• _Challenge_
Copy out all of the material below line for line, without changing a word.

• _Records to process_
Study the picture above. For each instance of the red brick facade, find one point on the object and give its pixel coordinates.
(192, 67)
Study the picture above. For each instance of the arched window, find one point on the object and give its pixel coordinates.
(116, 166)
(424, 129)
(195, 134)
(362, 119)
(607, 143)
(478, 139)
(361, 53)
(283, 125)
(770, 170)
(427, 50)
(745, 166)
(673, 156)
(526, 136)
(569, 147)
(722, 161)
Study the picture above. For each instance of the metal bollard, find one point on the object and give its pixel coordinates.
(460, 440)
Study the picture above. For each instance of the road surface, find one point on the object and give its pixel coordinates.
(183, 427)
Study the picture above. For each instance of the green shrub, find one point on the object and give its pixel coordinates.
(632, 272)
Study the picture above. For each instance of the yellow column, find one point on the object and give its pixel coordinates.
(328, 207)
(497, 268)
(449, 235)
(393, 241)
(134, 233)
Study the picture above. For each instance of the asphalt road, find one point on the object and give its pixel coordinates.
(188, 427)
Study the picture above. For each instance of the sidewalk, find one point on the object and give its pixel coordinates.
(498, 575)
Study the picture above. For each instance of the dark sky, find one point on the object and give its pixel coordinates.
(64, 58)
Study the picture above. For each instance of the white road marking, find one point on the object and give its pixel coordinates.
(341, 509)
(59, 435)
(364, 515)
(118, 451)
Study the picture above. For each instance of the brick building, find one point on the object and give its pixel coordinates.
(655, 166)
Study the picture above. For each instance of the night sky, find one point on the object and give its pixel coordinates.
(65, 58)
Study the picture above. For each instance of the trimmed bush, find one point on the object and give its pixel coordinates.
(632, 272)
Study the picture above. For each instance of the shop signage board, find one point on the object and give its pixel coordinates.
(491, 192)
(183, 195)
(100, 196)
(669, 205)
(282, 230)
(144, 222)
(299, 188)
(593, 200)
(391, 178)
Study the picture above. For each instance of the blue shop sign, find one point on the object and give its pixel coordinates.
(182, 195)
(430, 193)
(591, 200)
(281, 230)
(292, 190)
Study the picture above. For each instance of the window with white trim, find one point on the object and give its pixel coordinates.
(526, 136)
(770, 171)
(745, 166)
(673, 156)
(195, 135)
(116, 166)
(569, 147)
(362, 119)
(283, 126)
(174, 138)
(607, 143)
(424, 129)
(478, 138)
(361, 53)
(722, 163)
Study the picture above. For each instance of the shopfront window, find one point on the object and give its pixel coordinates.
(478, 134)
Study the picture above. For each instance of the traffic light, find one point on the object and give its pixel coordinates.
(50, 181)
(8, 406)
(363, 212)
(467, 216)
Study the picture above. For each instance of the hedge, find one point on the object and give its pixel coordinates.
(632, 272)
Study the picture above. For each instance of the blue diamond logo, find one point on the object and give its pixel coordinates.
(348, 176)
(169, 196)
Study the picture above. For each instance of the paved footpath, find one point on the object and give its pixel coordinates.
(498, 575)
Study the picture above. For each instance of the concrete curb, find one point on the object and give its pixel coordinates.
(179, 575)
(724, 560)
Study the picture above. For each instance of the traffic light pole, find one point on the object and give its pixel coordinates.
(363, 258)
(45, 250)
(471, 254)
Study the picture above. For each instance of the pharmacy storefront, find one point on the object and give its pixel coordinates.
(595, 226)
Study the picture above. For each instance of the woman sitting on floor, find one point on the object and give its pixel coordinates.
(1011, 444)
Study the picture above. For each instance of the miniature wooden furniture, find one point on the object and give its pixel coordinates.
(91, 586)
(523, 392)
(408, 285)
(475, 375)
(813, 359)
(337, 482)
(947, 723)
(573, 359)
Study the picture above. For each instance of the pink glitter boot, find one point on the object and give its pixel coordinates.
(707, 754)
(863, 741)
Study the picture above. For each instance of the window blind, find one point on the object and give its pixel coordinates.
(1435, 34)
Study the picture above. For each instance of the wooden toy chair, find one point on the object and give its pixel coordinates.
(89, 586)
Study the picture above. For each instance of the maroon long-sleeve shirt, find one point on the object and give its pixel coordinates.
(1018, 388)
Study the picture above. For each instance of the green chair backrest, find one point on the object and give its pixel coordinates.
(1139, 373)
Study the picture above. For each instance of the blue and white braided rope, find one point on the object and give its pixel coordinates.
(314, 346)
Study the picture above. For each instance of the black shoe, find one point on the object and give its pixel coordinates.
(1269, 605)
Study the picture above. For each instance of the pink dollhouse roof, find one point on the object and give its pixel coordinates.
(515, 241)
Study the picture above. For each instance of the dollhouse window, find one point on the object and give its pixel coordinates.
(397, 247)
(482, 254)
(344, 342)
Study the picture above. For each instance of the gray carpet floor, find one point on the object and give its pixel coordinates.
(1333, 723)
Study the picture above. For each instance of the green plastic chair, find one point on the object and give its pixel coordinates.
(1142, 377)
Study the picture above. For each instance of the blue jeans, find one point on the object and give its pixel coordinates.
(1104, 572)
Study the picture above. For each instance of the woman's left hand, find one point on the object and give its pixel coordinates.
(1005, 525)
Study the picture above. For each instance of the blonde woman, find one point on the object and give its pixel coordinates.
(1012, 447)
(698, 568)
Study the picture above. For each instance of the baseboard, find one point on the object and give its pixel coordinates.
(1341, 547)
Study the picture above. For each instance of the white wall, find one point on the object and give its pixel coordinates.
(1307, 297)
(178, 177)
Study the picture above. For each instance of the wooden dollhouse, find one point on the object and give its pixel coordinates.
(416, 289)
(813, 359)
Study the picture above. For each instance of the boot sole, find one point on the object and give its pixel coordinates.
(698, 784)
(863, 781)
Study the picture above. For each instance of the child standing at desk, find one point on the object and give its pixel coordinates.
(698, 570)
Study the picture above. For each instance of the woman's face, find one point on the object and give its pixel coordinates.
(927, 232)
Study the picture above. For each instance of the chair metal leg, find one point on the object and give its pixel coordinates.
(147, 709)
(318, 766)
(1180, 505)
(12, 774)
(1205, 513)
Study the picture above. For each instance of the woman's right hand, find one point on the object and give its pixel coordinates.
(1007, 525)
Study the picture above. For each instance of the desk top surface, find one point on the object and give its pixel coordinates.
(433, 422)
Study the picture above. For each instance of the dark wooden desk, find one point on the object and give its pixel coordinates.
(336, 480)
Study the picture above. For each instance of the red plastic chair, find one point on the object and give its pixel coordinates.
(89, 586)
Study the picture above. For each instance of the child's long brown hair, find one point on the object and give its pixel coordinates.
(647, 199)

• _In response_
Study the picture above. For each instance of the red brick facade, find one point on the object and give its pixel coordinates.
(192, 67)
Study the picture above. For each instance of the arched window, find one point on the object and give its pixel coordinates.
(116, 166)
(424, 129)
(195, 134)
(362, 119)
(607, 143)
(478, 139)
(361, 53)
(283, 125)
(770, 170)
(427, 50)
(745, 166)
(673, 156)
(526, 136)
(569, 147)
(722, 161)
Study the picture above. For each instance of the metal bollard, find one point on the object and give its pixel coordinates.
(460, 440)
Study the picture above. For each instance of the road surface, find one point on the object and give its pixel coordinates.
(183, 427)
Study the picture above. For each instance of the green shrub, find one point on the object and give its pixel coordinates.
(632, 272)
Study the picture above. For each instance of the yellow column, find one point on the object and give its pixel coordinates.
(328, 207)
(497, 268)
(449, 235)
(393, 241)
(134, 233)
Study the picture above. For each instance of the asphalt road, find one point on the object and give its pixel coordinates.
(188, 427)
Study the picture above. For each instance of the sidewalk, find one point on the object and give its pixel coordinates.
(498, 575)
Study the picture above. For each instance of the dark sky, find one point on the object and give its pixel coordinates.
(64, 58)
Study the picture above. For each instance of the white road marking, find one point on the object and give its pixel coordinates.
(341, 509)
(59, 435)
(364, 515)
(118, 451)
Study the picture above. For each instance of the brick building, find one point on the object and give its pixel coordinates.
(655, 166)
Study the picture above. For each instance of the night sky, find one point on the object and give its pixel coordinates.
(65, 58)
Study the picture above. For each instance of the trimmed bush, find one point on the object and give its pixel coordinates.
(632, 272)
Study the picture above. For each instance of the shop signage board, find one point on the object and give its pixel coordinates.
(491, 192)
(183, 195)
(100, 196)
(669, 205)
(282, 230)
(144, 222)
(299, 188)
(593, 200)
(391, 178)
Study the picture above. For each instance of the blue shop sign, find one point on the object and give its pixel coordinates.
(182, 195)
(430, 193)
(591, 200)
(281, 230)
(292, 190)
Study the picture above. For each instance of the window with white trim, find one point on the object and give its pixel coordinates.
(526, 136)
(770, 171)
(745, 166)
(673, 156)
(195, 135)
(116, 166)
(569, 147)
(362, 119)
(283, 126)
(174, 138)
(607, 143)
(424, 129)
(478, 138)
(361, 53)
(722, 163)
Study the picture above. For each instance of the shopfront window, find one point on the object and give its pixel coordinates.
(478, 134)
Study the picture above. For each instance of the traffic light, find one point on the object and give its pixel coordinates.
(50, 181)
(8, 406)
(363, 212)
(467, 216)
Study the picture above. For each instance of the hedge, find one point on the object and give its pixel coordinates.
(632, 272)
Study the picture above. For each instance of the blue diamond logo, find one point on the object and give its pixel coordinates.
(348, 176)
(169, 196)
Study the picture above. For each instance of the paved footpath, find one point on the object and give its pixel coordinates.
(498, 575)
Study the picture above. For each instance of the concrete curb, find one point on the object and give its pixel coordinates.
(179, 575)
(724, 560)
Study the picture above. For each instance of the traffic light pole, find one point on the object and give its pixel coordinates.
(363, 258)
(45, 250)
(471, 254)
Study the picture above. For each instance of the pharmacy storefront, find one point on the object and give its pixel coordinates.
(595, 226)
Study the picture above. For each instance of the woman sitting on floor, find one point on the object and give its pixel coordinates.
(1011, 444)
Study the picture above. For each instance of the miniature wooden furniture, find one point on the object and give its pixel coordinates.
(91, 586)
(523, 392)
(408, 285)
(475, 375)
(813, 359)
(337, 482)
(947, 723)
(573, 359)
Study the picture above. For each instance of the pink glitter boot, find one point on the object and give its pixel coordinates.
(707, 754)
(863, 741)
Study the picture above. For each instance of the window blind, find one point on the object and give its pixel coordinates.
(1435, 34)
Study the picture above. For each instance of the wooden toy chair, find one point on the object and give its pixel coordinates.
(89, 586)
Study the picture above. For each instance of the maroon long-sleeve shirt, find one point on the object and give its pixel coordinates.
(1018, 388)
Study the picture above. For each instance of the green chair backrest, find one point on the object and give its pixel coordinates.
(1139, 373)
Study the picture above. For each instance of the blue and white braided rope, find one point on the object and give its pixel coordinates.
(314, 346)
Study the picture above. For each instance of the black shoe, find one point on the object and give its pixel coordinates.
(1269, 605)
Study the picture above. For each instance of the pink dollhouse roof, find one point on the object and give its pixel coordinates.
(515, 241)
Study the picture above. For each instance of the dollhouse window, find one point on the object and give its pixel coordinates.
(397, 247)
(482, 254)
(344, 342)
Study the picture above. For each instance of the gray carpet floor, find one point on the object and give its pixel coordinates.
(1333, 723)
Study the picture above. For each instance of the green plastic chair, find one point on the object and give its pixel coordinates.
(1142, 377)
Study the picture above. For each instance of the blue jeans, find one point on the object and give its pixel coordinates.
(1104, 572)
Study the picture above. For each instance of the woman's left hand, find one point on the object and give its pixel coordinates.
(1005, 525)
Study the picture above. For each instance of the blonde woman, find one point on the object and give its pixel coordinates.
(1012, 447)
(698, 568)
Study the picture above. For each instance of the baseboard, find one point on the object and give its pixel coordinates.
(1341, 547)
Study the picture above. For each instance of the white wall, find one point on the object and give its pixel coordinates.
(1307, 297)
(178, 177)
Study the picture above. For each instance of the wooden dollhouse, find one point on the object and give its pixel coordinates.
(416, 289)
(813, 359)
Study the picture above. For each instance of the boot sole, find one point on the object and give its pixel coordinates.
(698, 784)
(863, 781)
Study the picture above. For each instance of the child standing at desk, find one point on the object and give its pixel coordinates.
(698, 570)
Study the picture above. For each instance of the woman's face, find one point on the object and give its pixel coordinates.
(927, 232)
Study the picture above. For each instance of the chair metal leg, find one point on the object and give its pixel coordinates.
(147, 709)
(318, 766)
(1180, 505)
(12, 774)
(1205, 513)
Study the picture above. For each instance of the woman's right hand, find one point on the object and give its pixel coordinates.
(1007, 525)
Study the picture above. For each instance of the desk top surface, find one point on the object and give its pixel coordinates.
(433, 422)
Study the picture above. For each instance of the dark wooden desk, find one point on the object and give its pixel coordinates.
(336, 480)
Study the picture above. For each instance of the red plastic chair, find one point on the object and give its pixel coordinates.
(89, 586)
Study the picture above. For each instance of the child's long brown hair, find one point on the object and give its pixel coordinates.
(647, 199)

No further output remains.